Document excerpt Start Marker

I’ve lived with AIDS for years now and I feel like, um, I’ve got something important to say … I feel like I’ve got a mission now—a mission to teach others about what AIDS really means. I tell people that AIDS really stands for “Am I Doing Something?” Am I doing something to change things? Am I doing something to make the world a more compassionate place? Those are the questions we need to ask if we want to stop the spread of AIDS and HIV.

Through embracing a sense of special mission, persons with AIDS can build revitalized selves, legitimate their unfolding biographies, and alleviate some of the painful or troubling feelings evoked by their health condition (Sandstrom 1990). They can also connect their illness experiences to larger religious meanings and social dramas, thereby granting these experiences a redeeming, significant, and enduring purpose.

Conclusion

Much of the literature on the dying process focuses attention on the psychosocial adaptations and tasks engaged in by persons with AIDS as they cope with the prospect of death. Although this literature offers helpful insights into the emotional states that dying individuals experience, the areas of task work they address, and the dimensions of growth they can realize, it largely overlooks how dying persons interpret their situation and reshape their lives and selves in light of their interpretations. As a result, it fails to consider some of the most central identity-related challenges confronted by people as they cope with dying, such as how to sustain a vital and valued sense of self, particularly when dealing with debilitating or life-threatening symptoms.

In recent years, thanatologists have become more receptive to approaches that focus on the perspectives, self-stories, and lived experiences of dying individuals (Kastenbaum 1998). These approaches have relied on ethnographic interviews and inductive strategies of data analysis (Sandstrom 1990, 1998; Yedidia and MacGregor 2001; Zlatin 1995). As a result, they have accentuated the narratives, life themes, and identity constructions drawn upon by dying persons as they come to terms with their situation. Guided by this approach, in this chapter I have highlighted the identity-related narratives and strategies that persons living with AIDS use to build or preserve valued selves. In doing so, I have portrayed how they derive a favorable or vitalizing sense of self from their intimate relationships, personal accomplishments, and long-term survival, as well as from identity constructions that highlight the beneficial and empowering aspects of their illness experience. I have also revealed the strategies that PLWAs use to sustain a sense of control, value, and continuity as their health declines and the threat of death looms larger. Drawing on their personal narratives, I have shown how individuals with AIDS, like others coping with dying, strive to build and affirm viable postselves, or identities that will endure after their deaths. They link these postselves to the legacies they will leave behind through their creative endeavors, community involvements, work accomplishments, and personal relationships. In some cases, they also anchor postselves in visions of an afterlife where they will be liberated from current limitations and realize transformed or enhanced selves. Ultimately, regardless of how they construct and embrace postmortal identities, persons with AIDS gain a measure of control and transcendence over their prospective deaths by doing so. They also derive a sense of hope, vitality, and continuity that helps them in their struggles to cope with the daily ramifications of their illness.

Document excerpt End Marker

**Exercise objective**
In the passage on AIDS and identity, what does the speaker say AIDS really stands for? The rows have nothing to do with the passage on AIDS and identity and are not needed here.

Entries shown Start Marker

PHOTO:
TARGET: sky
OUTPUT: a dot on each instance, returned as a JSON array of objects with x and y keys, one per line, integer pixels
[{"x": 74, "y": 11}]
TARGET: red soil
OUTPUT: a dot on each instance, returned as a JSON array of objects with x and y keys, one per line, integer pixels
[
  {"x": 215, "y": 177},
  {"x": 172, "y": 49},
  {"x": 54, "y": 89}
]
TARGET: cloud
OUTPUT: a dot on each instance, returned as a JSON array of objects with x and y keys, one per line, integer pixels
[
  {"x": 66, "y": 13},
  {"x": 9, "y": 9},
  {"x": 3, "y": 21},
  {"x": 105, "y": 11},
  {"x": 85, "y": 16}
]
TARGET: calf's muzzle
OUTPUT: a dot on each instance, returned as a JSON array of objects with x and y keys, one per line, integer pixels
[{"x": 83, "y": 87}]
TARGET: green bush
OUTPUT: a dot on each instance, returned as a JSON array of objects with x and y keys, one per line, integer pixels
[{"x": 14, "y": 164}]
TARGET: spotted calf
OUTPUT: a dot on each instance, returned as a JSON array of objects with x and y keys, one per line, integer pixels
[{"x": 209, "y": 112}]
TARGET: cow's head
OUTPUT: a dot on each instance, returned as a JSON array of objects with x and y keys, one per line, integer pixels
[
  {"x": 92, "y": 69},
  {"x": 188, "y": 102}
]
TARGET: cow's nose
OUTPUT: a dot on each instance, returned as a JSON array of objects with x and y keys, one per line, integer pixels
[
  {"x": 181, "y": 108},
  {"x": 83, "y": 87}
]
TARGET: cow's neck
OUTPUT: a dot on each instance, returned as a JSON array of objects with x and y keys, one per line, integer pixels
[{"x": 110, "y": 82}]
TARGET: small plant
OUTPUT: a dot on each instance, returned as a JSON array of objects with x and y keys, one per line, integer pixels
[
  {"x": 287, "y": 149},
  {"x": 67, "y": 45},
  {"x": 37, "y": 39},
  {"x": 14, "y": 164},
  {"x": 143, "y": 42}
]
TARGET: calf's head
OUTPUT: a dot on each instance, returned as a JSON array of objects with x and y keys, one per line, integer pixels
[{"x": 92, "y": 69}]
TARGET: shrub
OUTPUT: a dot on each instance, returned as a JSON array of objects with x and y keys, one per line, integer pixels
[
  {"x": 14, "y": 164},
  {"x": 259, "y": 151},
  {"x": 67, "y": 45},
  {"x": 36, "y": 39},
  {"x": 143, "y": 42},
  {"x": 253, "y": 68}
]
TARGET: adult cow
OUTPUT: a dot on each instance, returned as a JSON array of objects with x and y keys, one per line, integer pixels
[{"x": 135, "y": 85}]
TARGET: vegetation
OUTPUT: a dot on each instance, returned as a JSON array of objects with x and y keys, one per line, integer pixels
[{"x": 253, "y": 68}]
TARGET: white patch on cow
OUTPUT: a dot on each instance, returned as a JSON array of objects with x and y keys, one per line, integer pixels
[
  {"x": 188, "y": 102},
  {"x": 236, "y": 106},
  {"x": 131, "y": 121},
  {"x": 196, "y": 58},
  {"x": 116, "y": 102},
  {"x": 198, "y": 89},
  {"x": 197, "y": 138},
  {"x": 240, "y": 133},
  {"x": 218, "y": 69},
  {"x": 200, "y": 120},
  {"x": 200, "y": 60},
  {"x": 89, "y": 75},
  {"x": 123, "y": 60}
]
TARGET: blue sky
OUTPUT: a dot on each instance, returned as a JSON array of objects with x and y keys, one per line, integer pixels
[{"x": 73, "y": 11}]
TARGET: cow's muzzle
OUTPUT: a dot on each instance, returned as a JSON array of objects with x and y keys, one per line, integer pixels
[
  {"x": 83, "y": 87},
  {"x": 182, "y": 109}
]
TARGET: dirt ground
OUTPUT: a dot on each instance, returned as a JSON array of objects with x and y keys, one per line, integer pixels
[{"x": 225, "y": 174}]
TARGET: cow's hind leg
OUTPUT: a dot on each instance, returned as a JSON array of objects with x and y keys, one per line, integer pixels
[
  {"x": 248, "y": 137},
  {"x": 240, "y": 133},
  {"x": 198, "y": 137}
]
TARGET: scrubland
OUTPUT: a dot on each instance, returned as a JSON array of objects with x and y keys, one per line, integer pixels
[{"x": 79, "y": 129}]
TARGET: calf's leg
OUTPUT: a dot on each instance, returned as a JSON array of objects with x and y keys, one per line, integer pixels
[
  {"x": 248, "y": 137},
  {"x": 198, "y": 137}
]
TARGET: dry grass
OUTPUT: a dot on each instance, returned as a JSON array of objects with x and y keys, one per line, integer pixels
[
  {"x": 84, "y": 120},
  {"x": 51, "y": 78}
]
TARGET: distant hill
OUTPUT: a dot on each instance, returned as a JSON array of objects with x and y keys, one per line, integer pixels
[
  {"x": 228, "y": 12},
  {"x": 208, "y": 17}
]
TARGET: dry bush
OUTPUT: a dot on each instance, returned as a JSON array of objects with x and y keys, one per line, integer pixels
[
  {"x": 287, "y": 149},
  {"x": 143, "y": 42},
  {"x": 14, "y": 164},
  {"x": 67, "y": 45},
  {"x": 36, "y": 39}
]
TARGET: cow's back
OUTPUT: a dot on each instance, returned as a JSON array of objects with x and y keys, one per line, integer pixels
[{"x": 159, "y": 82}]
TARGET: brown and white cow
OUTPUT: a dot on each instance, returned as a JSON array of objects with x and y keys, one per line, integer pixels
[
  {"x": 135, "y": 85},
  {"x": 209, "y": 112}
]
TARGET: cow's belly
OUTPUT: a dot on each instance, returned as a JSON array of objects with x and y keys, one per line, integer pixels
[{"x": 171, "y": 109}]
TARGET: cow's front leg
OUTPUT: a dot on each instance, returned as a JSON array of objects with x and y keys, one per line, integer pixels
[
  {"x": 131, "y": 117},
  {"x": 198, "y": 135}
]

Entries shown End Marker

**Answer space**
"Am I Doing Something?"